### What to work on
List every line below that contains the word "lower", copying each such line in full.

** begin Data shown **

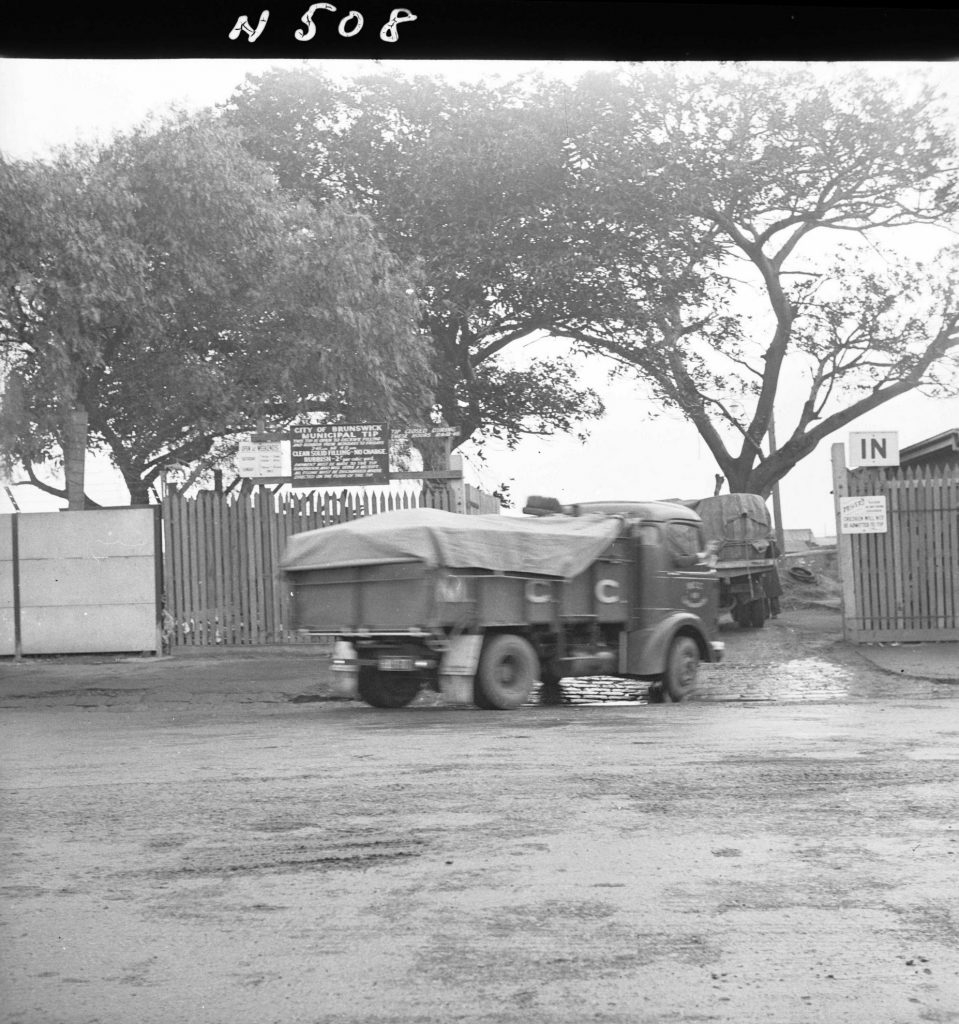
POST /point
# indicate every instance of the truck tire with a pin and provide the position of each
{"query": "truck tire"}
(387, 689)
(681, 679)
(508, 671)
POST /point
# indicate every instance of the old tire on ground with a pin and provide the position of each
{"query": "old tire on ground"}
(681, 679)
(387, 689)
(755, 612)
(508, 671)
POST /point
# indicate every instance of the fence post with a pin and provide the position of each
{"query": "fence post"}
(843, 542)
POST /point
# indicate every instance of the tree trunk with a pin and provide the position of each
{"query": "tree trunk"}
(75, 454)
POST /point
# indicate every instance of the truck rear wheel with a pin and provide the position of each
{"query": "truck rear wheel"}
(681, 679)
(507, 673)
(387, 689)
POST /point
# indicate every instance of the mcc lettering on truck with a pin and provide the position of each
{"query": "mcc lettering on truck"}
(483, 608)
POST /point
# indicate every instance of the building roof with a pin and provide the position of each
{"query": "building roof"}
(939, 444)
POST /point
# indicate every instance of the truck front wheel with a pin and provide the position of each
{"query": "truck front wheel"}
(387, 689)
(508, 671)
(682, 676)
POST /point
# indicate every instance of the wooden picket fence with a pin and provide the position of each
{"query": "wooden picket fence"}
(222, 583)
(905, 583)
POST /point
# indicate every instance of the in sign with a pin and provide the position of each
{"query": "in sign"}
(876, 448)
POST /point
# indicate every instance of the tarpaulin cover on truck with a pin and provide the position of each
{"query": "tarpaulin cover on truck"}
(551, 546)
(737, 521)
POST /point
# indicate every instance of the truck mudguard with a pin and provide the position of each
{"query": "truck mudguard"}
(654, 644)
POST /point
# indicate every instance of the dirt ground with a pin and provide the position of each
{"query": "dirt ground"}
(201, 840)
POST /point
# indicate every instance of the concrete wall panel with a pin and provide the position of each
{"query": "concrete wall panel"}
(87, 582)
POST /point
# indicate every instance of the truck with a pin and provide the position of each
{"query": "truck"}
(483, 608)
(739, 527)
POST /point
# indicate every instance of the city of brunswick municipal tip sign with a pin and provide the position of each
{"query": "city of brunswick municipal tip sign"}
(351, 454)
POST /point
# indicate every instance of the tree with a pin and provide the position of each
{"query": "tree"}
(743, 300)
(167, 289)
(472, 181)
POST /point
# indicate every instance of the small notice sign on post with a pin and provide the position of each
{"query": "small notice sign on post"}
(864, 514)
(257, 459)
(353, 454)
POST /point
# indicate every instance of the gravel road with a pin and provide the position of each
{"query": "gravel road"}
(197, 841)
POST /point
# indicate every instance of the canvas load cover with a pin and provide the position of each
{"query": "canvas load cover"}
(736, 519)
(552, 546)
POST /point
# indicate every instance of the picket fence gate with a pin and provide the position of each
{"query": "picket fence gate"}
(222, 583)
(903, 585)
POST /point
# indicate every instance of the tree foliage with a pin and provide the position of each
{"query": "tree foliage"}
(714, 229)
(473, 182)
(168, 287)
(769, 192)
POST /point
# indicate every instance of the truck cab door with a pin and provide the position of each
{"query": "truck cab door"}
(689, 583)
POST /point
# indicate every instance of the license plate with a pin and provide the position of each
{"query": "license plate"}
(396, 665)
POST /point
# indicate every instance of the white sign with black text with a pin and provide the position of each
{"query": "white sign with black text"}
(864, 514)
(874, 448)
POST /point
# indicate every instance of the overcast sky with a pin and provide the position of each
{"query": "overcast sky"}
(631, 454)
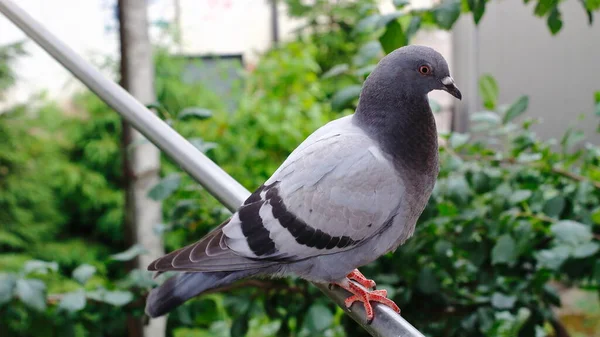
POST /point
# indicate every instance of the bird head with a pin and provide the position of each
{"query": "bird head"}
(414, 70)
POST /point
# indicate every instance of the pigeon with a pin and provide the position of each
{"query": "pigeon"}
(349, 193)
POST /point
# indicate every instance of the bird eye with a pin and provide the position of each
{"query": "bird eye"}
(424, 70)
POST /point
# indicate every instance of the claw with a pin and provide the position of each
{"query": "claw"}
(357, 276)
(360, 294)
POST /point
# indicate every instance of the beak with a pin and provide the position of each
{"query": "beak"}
(450, 87)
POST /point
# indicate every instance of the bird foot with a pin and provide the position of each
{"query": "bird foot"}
(357, 276)
(360, 294)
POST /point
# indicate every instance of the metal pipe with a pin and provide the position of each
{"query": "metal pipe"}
(226, 189)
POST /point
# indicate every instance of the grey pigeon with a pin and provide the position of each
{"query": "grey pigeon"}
(351, 192)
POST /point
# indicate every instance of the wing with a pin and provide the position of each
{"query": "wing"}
(330, 195)
(334, 192)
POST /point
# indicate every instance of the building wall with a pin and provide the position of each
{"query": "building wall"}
(560, 73)
(207, 27)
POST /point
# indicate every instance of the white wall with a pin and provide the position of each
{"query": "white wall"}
(207, 27)
(560, 73)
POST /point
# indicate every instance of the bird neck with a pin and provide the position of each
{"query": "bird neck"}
(404, 127)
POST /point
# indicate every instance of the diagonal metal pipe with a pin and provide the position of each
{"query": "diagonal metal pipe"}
(221, 185)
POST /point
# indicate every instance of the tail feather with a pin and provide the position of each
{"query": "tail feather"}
(184, 286)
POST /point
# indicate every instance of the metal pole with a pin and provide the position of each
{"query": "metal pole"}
(227, 190)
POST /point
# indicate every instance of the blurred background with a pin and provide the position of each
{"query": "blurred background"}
(509, 244)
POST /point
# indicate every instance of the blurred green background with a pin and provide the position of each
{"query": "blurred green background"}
(509, 244)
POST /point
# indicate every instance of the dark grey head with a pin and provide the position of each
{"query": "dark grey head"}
(412, 71)
(393, 107)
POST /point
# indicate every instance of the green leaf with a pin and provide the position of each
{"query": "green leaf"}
(130, 253)
(592, 5)
(117, 298)
(477, 7)
(585, 250)
(552, 294)
(364, 71)
(553, 258)
(459, 139)
(520, 196)
(32, 293)
(505, 251)
(555, 206)
(488, 117)
(343, 97)
(7, 287)
(240, 326)
(194, 112)
(516, 109)
(525, 157)
(571, 232)
(543, 7)
(336, 70)
(488, 89)
(41, 267)
(572, 138)
(165, 187)
(427, 282)
(596, 215)
(386, 19)
(501, 301)
(73, 301)
(393, 38)
(318, 318)
(447, 13)
(554, 21)
(368, 52)
(368, 24)
(83, 273)
(402, 3)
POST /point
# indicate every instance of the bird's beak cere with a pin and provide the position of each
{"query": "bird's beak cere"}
(450, 87)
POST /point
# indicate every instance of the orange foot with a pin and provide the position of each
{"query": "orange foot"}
(365, 296)
(357, 276)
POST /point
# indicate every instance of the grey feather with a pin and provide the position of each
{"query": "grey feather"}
(352, 191)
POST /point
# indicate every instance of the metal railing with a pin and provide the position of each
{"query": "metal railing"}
(226, 189)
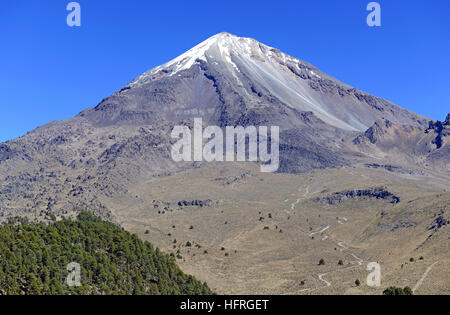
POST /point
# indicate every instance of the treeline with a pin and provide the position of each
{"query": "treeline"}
(34, 259)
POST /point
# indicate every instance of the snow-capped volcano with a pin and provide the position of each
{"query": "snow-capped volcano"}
(248, 66)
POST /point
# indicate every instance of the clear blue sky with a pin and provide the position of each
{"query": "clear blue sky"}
(49, 71)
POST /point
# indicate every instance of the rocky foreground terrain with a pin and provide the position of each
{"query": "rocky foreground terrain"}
(360, 178)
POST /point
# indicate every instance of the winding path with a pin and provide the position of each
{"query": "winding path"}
(419, 283)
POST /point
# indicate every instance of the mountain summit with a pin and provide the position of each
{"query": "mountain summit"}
(227, 80)
(260, 76)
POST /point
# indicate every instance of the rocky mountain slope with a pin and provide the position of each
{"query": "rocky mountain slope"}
(113, 158)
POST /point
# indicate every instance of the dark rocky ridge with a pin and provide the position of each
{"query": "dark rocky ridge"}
(377, 193)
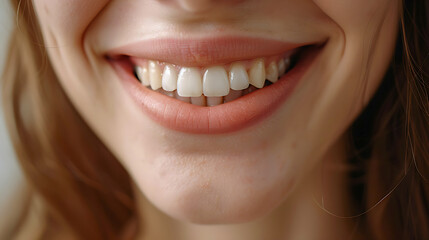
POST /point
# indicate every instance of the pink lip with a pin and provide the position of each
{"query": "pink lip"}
(204, 52)
(225, 118)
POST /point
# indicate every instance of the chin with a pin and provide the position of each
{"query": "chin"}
(214, 194)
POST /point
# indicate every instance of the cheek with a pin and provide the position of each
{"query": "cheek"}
(352, 14)
(66, 20)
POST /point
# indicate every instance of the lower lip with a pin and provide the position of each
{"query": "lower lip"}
(237, 115)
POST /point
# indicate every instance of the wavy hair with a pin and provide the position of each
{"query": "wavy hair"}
(88, 194)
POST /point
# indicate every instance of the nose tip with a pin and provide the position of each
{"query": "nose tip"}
(198, 6)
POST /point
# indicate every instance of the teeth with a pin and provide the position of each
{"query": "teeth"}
(215, 82)
(143, 75)
(238, 77)
(233, 94)
(214, 101)
(281, 66)
(183, 99)
(155, 75)
(216, 86)
(189, 82)
(199, 101)
(257, 73)
(169, 78)
(272, 72)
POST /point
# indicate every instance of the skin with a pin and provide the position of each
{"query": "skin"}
(260, 183)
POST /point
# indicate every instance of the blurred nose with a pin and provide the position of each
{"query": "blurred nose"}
(198, 6)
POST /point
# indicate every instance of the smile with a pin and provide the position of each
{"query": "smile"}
(230, 92)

** end Data shown **

### Exercise output
# indicate every instance of the lower lip with a pin and provide the position of each
{"query": "lower lip"}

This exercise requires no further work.